-- The task --
Reproduce every entry in the listing without alteration.

-- Stored items --

###

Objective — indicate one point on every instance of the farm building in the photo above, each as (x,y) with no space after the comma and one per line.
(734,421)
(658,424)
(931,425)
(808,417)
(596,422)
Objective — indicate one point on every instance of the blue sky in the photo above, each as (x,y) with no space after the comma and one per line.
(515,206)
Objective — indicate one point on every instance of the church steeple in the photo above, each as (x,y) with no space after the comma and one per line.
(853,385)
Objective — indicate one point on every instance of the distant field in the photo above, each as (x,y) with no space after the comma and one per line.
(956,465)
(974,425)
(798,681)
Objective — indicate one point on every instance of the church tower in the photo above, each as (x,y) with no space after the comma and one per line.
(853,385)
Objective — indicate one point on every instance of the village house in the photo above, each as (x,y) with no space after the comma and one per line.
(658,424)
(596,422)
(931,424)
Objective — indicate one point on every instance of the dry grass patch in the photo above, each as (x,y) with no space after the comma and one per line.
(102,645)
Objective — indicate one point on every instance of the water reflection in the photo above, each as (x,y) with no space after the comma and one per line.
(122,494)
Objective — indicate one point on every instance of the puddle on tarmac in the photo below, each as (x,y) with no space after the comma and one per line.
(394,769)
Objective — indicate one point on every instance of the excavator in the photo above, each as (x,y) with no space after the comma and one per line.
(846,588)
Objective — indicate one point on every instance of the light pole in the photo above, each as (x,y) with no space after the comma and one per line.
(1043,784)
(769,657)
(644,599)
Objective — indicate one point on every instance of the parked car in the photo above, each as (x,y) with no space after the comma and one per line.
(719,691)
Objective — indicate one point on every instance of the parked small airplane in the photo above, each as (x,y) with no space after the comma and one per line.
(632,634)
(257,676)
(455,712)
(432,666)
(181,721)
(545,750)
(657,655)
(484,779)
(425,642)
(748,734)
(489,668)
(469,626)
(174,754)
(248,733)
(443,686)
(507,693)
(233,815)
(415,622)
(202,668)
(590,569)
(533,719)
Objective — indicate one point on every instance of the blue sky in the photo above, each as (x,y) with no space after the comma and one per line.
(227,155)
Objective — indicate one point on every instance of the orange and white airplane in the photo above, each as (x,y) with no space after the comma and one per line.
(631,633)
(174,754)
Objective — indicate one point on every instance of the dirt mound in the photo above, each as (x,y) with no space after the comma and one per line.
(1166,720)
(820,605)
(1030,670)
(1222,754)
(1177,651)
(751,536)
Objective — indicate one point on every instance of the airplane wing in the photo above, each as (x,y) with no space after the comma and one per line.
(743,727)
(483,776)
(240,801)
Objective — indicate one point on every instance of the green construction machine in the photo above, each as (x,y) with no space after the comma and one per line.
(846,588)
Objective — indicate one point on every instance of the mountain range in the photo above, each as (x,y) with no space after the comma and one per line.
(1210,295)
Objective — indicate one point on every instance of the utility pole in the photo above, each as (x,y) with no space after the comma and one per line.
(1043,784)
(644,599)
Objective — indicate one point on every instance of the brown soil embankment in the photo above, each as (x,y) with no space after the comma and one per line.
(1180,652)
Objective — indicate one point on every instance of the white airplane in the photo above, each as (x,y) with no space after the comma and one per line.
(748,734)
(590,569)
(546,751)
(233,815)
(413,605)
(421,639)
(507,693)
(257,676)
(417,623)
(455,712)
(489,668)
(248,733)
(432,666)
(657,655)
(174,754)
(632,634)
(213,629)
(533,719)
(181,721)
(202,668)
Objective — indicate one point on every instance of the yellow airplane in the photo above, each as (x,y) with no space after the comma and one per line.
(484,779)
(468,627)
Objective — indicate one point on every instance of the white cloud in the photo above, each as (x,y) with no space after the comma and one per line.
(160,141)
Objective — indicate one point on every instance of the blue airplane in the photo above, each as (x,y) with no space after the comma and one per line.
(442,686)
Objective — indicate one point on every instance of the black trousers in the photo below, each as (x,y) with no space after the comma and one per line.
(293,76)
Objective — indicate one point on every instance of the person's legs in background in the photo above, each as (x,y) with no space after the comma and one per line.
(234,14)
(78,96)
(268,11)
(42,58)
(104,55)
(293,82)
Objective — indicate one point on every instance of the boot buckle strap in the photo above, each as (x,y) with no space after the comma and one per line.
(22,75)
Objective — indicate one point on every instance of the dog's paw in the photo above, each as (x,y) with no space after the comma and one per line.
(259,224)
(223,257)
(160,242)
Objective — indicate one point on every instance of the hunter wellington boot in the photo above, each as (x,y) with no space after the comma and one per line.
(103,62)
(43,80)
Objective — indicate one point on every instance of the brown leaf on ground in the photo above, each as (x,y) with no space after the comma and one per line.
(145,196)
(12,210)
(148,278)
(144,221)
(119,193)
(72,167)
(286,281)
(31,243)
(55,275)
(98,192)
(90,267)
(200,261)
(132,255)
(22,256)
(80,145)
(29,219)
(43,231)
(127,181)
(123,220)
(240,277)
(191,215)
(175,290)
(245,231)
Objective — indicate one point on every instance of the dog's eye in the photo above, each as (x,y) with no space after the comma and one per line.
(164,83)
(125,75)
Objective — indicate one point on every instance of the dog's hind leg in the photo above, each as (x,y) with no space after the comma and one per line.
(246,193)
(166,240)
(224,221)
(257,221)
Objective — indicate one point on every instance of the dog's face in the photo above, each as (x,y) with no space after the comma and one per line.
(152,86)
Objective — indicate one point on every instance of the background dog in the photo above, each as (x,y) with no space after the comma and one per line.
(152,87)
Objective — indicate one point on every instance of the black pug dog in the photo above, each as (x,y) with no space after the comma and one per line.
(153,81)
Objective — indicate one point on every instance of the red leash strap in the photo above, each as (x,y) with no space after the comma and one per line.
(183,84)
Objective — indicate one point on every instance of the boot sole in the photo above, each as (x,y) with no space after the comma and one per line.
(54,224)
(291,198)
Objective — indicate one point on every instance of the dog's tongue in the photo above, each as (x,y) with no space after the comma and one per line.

###

-- Result of the exercise --
Objective — indicate one point on every instance of the farm building in the photo above, each as (x,y) with no space after the comma and one per line.
(734,421)
(658,424)
(931,425)
(808,417)
(596,422)
Objective — indicate one point on every instance of the blue sky in the photo above, each as (x,y) with no space after the comma and one per line.
(515,206)
Objective — indicate one point on every instance of the church steeple in the photo above, each as (x,y) with no space after the comma and one per line.
(853,385)
Objective — indicate one point on every instance of the distant field in the photo above, each as (x,y) with no space after the comma and one per line.
(956,465)
(974,425)
(798,681)
Objective — indicate one point on every instance of the church tower in the photo above, each as (x,y) with no space after the comma and one per line.
(853,385)
Objective — indicate one point on every instance of the village house in the photo above, each as (x,y) with no space after the comma and one per line.
(658,424)
(596,422)
(931,424)
Objective — indicate one point on every instance of the dry grass patch in the photo above, each as (x,y) with no space after the comma and one per line.
(102,645)
Objective — indicate one point on every instance of the water reflection in the photo above, each as (x,y) with no space after the comma and one per line.
(122,494)
Objective — indicate one point on every instance of the puddle on tarmac in the photo below, each as (x,y) with no space after the comma and one per line.
(394,769)
Objective — indicate one point on every instance of the excavator in the photo above, each as (x,y) with no space after the comma and one per line.
(846,588)
Objective — indicate one point on every instance of the light pole in the photo above, each as (x,y) with no space after the comma and one per line.
(1043,784)
(769,657)
(644,599)
Objective — indicate one point on every instance of the parked car in the photo above, each as (x,y) with no space after the comma and one per line.
(719,691)
Objective — indicate one point on every instance of the parked small airplane in the photo above, each as (x,y) with no space after the comma and one per line.
(632,634)
(257,676)
(455,712)
(432,666)
(181,721)
(545,750)
(657,655)
(484,779)
(425,642)
(748,734)
(489,668)
(469,626)
(174,754)
(248,733)
(443,686)
(507,693)
(233,815)
(415,622)
(202,668)
(590,569)
(533,719)
Objective — indicate one point on every instance of the blue sky in the photo above, each as (x,y) with no space after the comma and one per line.
(227,155)
Objective — indicate one point on every instance of the orange and white airplane in the photo above, each as (x,y) with no space after the comma and one per line.
(631,633)
(174,754)
Objective — indicate one point on every instance of the dirt mound in the photo above, each as (x,y) with no space after the comma and one per line.
(1166,720)
(820,605)
(1030,670)
(1222,754)
(1177,651)
(751,536)
Objective — indicate one point on every instance of the airplane wing in the photo above, each as (x,y) with no space after the comma and one per line.
(743,727)
(483,776)
(240,801)
Objective — indicate one point on every instance of the green construction machine in the photo above, each as (x,y) with no space after the comma and one per line.
(846,588)
Objective — indicate one point on every instance of the mountain range in the photo above, each as (x,y) with no space after the comma and one per line.
(1210,295)
Objective — indicate one point on every instance of the utility pole in the photo above, each as (x,y) with no space after the comma and one per line.
(1043,784)
(644,599)
Objective — indicate one point on every instance of the brown soil embankment in the photo above, each as (x,y) with no space after the comma and one per line.
(1180,652)
Objective — indicate one point on every instance of the white airplane in the photo above, each as (x,y) with no space after the comma and one per line.
(748,734)
(590,569)
(546,751)
(233,815)
(413,605)
(421,639)
(507,693)
(257,676)
(417,623)
(455,712)
(489,668)
(248,733)
(432,666)
(657,655)
(174,754)
(632,634)
(213,629)
(533,719)
(181,721)
(202,668)
Objective — indicate one point on every instance of the yellow airplane in the photo above, each as (x,y) with no space after the comma and one per line.
(484,779)
(468,627)
Objective — indicate one point on every instance of the white cloud in the photo above, each as (x,y) with no space after the comma and one per line.
(160,141)
Objective — indicate one point on every instance of the blue airplane in the photo above, each as (x,y) with no space after the comma and one per line.
(442,686)
Objective — indicate one point on every instance of the black trousers in the photo below, each as (x,y) with no space after the comma and one per line.
(293,76)
Objective — indicate one point on every instance of the person's legs in background in the photo above, each as (x,y) with no space after the comma and one per line.
(234,14)
(78,96)
(268,11)
(42,58)
(104,55)
(293,82)
Objective — indicate one point on every instance of the boot buckle strap in the photo above, each as (x,y) with no space after the comma and one per line.
(22,75)
Objective — indicate one point on every instance of the dog's paw in the photo above, each as (x,y) with no space after the comma and one per line.
(259,224)
(223,257)
(160,242)
Objective — indicate one point on every instance of the hunter wellington boot in the photo above, each as (x,y) with no space after the comma and one per line.
(103,62)
(43,80)
Objective — indicate one point on every instance of the brown leaf on ground in the photo above, each as (x,y) with no space after the comma and one per line.
(145,196)
(12,210)
(148,278)
(144,221)
(119,193)
(72,167)
(286,281)
(31,243)
(55,275)
(98,192)
(90,267)
(200,261)
(132,255)
(22,256)
(80,145)
(29,219)
(43,231)
(127,181)
(123,220)
(240,277)
(191,215)
(175,290)
(245,231)
Objective — indicate one point on every instance of the dog's eye in the photo above, each as (x,y) with no space after the comma and one per line.
(164,83)
(125,75)
Objective — indicate one point on every instance of the dog's hind leg in the photo above, each as (x,y) with no space after the comma and one per line.
(246,193)
(166,240)
(224,221)
(257,221)
Objective — indicate one point on every instance of the dog's face in the photo above, each as (x,y) with no space after the comma and one per line.
(152,86)
Objective — indicate one point on every instance of the background dog in the photo above, each as (x,y) with no space after the comma and one per line.
(152,87)
Objective — indicate one point on every instance of the black pug dog in the photo above, each as (x,y) with no space after the comma and one per line.
(153,81)
Objective — indicate one point on every instance of the red leash strap in the photo above, each as (x,y) with no space after the comma and one per line.
(183,84)
Objective — indicate one point on every instance of the boot sole in the photo above, each as (x,y) with no space after the comma and one per line.
(54,224)
(291,198)
Objective — indicate one point on every instance of the dog's tongue in the photo above, each as (x,y) with no space after the comma and one per line.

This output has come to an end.